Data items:
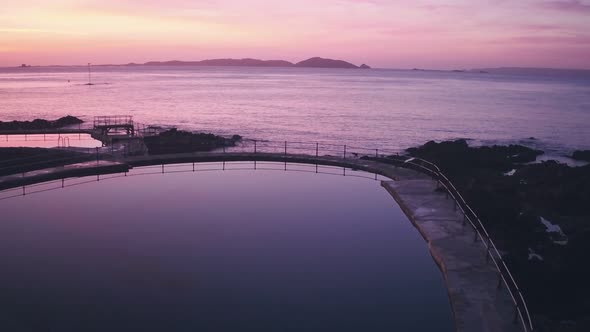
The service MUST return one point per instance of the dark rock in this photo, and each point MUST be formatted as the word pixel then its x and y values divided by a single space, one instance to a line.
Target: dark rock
pixel 581 155
pixel 176 141
pixel 511 208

PROBLEM DETAILS =
Rewrite the listing with "dark rock" swapped for "black stone" wherever it appears and everything else kept the same. Omit the pictures.

SOLUTION =
The service MUST return one point per instance of the black stone in this photo, and each point MUST be formatted as the word pixel then its x and y values divided by a single space, one instance to a line.
Target: black stone
pixel 581 155
pixel 176 141
pixel 511 208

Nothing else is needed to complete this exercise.